▸ SOURCE EXCERPT

11.2.1 Statistical Rationale

SNE aims to construct a low-dimensional representation that preserves the local neighborhood relationships observed in the original high-dimensional data. The method achieves this by matching probabilistic similarities between points across the two spaces.

For each point \(x_i\) in the high-dimensional space, SNE defines a conditional probability \(p_{j|i}\) that measures how likely \(x_j\) would be chosen as a neighbor of \(x_i\). The probability is modeled as

\[ p_{j|i} = \frac{\exp\!\left(-\|x_i - x_j\|^2 / 2\sigma_i^2\right)} {\sum_{k \neq i}\exp\!\left(-\|x_i - x_k\|^2 / 2\sigma_i^2\right)}, \]

where the bandwidth \(\sigma_i\) controls the neighborhood size and is typically determined to match a specified perplexity.

▸ PROBLEMS AND TASKS
[a] From the SNE excerpt, transcribe the part that opens with the words containing "SNE aims to" and closes with "the two spaces.".
[b] Condense the paragraph of the SNE excerpt that begins "SNE aims to construct" into a single shorter sentence that keeps its main facts.
[c] Based on the SNE excerpt, answer yes or no to each statement and quote the words that decide it: (i) SNE is meant to preserve the local neighborhood relationships of the original data. (ii) The bandwidth sets the number of dimensions in the low-dimensional representation. (iii) The bandwidth is usually chosen to match a specified perplexity.

▸ ENTRIES SUPPLIED
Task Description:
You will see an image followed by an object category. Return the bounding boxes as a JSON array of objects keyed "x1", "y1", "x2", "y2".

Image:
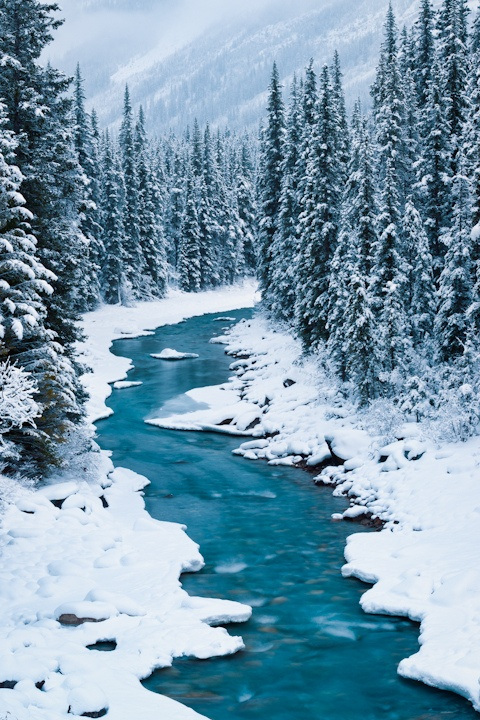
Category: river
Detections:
[{"x1": 94, "y1": 310, "x2": 478, "y2": 720}]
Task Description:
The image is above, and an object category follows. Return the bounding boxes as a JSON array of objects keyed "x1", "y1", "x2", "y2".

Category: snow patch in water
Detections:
[
  {"x1": 150, "y1": 348, "x2": 200, "y2": 360},
  {"x1": 113, "y1": 380, "x2": 143, "y2": 390},
  {"x1": 214, "y1": 562, "x2": 248, "y2": 575}
]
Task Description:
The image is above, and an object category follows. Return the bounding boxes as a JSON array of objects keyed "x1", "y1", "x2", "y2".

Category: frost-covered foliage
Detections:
[
  {"x1": 0, "y1": 360, "x2": 41, "y2": 466},
  {"x1": 259, "y1": 0, "x2": 480, "y2": 439}
]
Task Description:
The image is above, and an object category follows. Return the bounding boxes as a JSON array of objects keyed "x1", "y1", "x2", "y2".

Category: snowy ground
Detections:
[
  {"x1": 0, "y1": 284, "x2": 255, "y2": 720},
  {"x1": 149, "y1": 318, "x2": 480, "y2": 710}
]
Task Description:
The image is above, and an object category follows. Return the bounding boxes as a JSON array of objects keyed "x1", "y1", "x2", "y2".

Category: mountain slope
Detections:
[{"x1": 47, "y1": 0, "x2": 472, "y2": 132}]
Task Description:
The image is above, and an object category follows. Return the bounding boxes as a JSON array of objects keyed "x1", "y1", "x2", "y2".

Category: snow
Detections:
[
  {"x1": 79, "y1": 282, "x2": 256, "y2": 422},
  {"x1": 151, "y1": 348, "x2": 200, "y2": 360},
  {"x1": 113, "y1": 380, "x2": 143, "y2": 390},
  {"x1": 0, "y1": 285, "x2": 255, "y2": 720},
  {"x1": 150, "y1": 318, "x2": 480, "y2": 710}
]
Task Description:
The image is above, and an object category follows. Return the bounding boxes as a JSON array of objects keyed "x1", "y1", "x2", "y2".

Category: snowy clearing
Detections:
[
  {"x1": 153, "y1": 318, "x2": 480, "y2": 710},
  {"x1": 0, "y1": 285, "x2": 255, "y2": 720}
]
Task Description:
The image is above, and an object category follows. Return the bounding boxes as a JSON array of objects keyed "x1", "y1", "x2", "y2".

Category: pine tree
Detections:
[
  {"x1": 0, "y1": 104, "x2": 77, "y2": 474},
  {"x1": 178, "y1": 173, "x2": 201, "y2": 292},
  {"x1": 134, "y1": 107, "x2": 167, "y2": 298},
  {"x1": 120, "y1": 85, "x2": 144, "y2": 299},
  {"x1": 435, "y1": 156, "x2": 473, "y2": 361},
  {"x1": 236, "y1": 137, "x2": 257, "y2": 275},
  {"x1": 403, "y1": 200, "x2": 437, "y2": 348},
  {"x1": 372, "y1": 5, "x2": 409, "y2": 382},
  {"x1": 272, "y1": 79, "x2": 301, "y2": 325},
  {"x1": 102, "y1": 133, "x2": 129, "y2": 304},
  {"x1": 438, "y1": 0, "x2": 468, "y2": 162},
  {"x1": 73, "y1": 65, "x2": 103, "y2": 310},
  {"x1": 296, "y1": 66, "x2": 342, "y2": 348},
  {"x1": 414, "y1": 0, "x2": 435, "y2": 109},
  {"x1": 330, "y1": 50, "x2": 350, "y2": 181},
  {"x1": 328, "y1": 108, "x2": 379, "y2": 388},
  {"x1": 0, "y1": 0, "x2": 85, "y2": 447},
  {"x1": 417, "y1": 53, "x2": 453, "y2": 272},
  {"x1": 258, "y1": 64, "x2": 285, "y2": 309}
]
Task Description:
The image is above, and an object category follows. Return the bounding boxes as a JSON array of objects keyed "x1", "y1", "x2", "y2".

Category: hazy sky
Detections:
[{"x1": 48, "y1": 0, "x2": 298, "y2": 62}]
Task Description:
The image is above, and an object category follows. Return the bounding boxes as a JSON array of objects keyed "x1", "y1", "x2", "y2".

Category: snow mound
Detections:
[
  {"x1": 150, "y1": 348, "x2": 200, "y2": 360},
  {"x1": 113, "y1": 380, "x2": 143, "y2": 390},
  {"x1": 178, "y1": 317, "x2": 480, "y2": 710}
]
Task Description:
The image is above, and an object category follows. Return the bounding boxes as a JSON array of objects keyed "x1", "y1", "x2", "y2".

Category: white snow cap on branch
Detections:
[{"x1": 0, "y1": 360, "x2": 40, "y2": 436}]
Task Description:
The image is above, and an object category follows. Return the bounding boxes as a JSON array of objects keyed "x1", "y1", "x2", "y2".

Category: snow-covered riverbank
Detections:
[
  {"x1": 150, "y1": 318, "x2": 480, "y2": 710},
  {"x1": 0, "y1": 284, "x2": 255, "y2": 720}
]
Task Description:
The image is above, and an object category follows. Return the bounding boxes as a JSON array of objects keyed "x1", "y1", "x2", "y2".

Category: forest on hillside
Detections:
[{"x1": 0, "y1": 0, "x2": 480, "y2": 475}]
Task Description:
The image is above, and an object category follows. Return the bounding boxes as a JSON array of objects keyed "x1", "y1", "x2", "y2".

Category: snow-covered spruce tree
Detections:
[
  {"x1": 135, "y1": 107, "x2": 167, "y2": 298},
  {"x1": 328, "y1": 109, "x2": 380, "y2": 396},
  {"x1": 257, "y1": 64, "x2": 285, "y2": 309},
  {"x1": 165, "y1": 148, "x2": 186, "y2": 270},
  {"x1": 214, "y1": 133, "x2": 244, "y2": 284},
  {"x1": 196, "y1": 125, "x2": 220, "y2": 289},
  {"x1": 0, "y1": 0, "x2": 85, "y2": 452},
  {"x1": 236, "y1": 137, "x2": 257, "y2": 275},
  {"x1": 417, "y1": 52, "x2": 453, "y2": 279},
  {"x1": 372, "y1": 5, "x2": 410, "y2": 382},
  {"x1": 296, "y1": 66, "x2": 342, "y2": 348},
  {"x1": 435, "y1": 155, "x2": 473, "y2": 362},
  {"x1": 0, "y1": 360, "x2": 41, "y2": 464},
  {"x1": 73, "y1": 65, "x2": 104, "y2": 310},
  {"x1": 465, "y1": 12, "x2": 480, "y2": 334},
  {"x1": 437, "y1": 0, "x2": 469, "y2": 166},
  {"x1": 414, "y1": 0, "x2": 435, "y2": 111},
  {"x1": 119, "y1": 85, "x2": 144, "y2": 299},
  {"x1": 178, "y1": 174, "x2": 202, "y2": 292},
  {"x1": 398, "y1": 27, "x2": 421, "y2": 205},
  {"x1": 330, "y1": 50, "x2": 350, "y2": 181},
  {"x1": 102, "y1": 133, "x2": 130, "y2": 304},
  {"x1": 272, "y1": 78, "x2": 302, "y2": 325},
  {"x1": 403, "y1": 200, "x2": 437, "y2": 352},
  {"x1": 0, "y1": 104, "x2": 80, "y2": 474}
]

▸ ANSWERS PROVIDED
[a]
SNE aims to construct a low-dimensional representation that preserves the local neighborhood relationships observed in the original high-dimensional data. The method achieves this by matching probabilistic similarities between points across the two spaces.

[b] SNE builds a low-dimensional representation that keeps the local neighborhood relationships of the high-dimensional data by matching probabilistic similarities between points in the two spaces.

[c]
(i) Yes: "preserves the local neighborhood relationships observed in the original high-dimensional data"
(ii) No: "controls the neighborhood size"
(iii) Yes: "is typically determined to match a specified perplexity"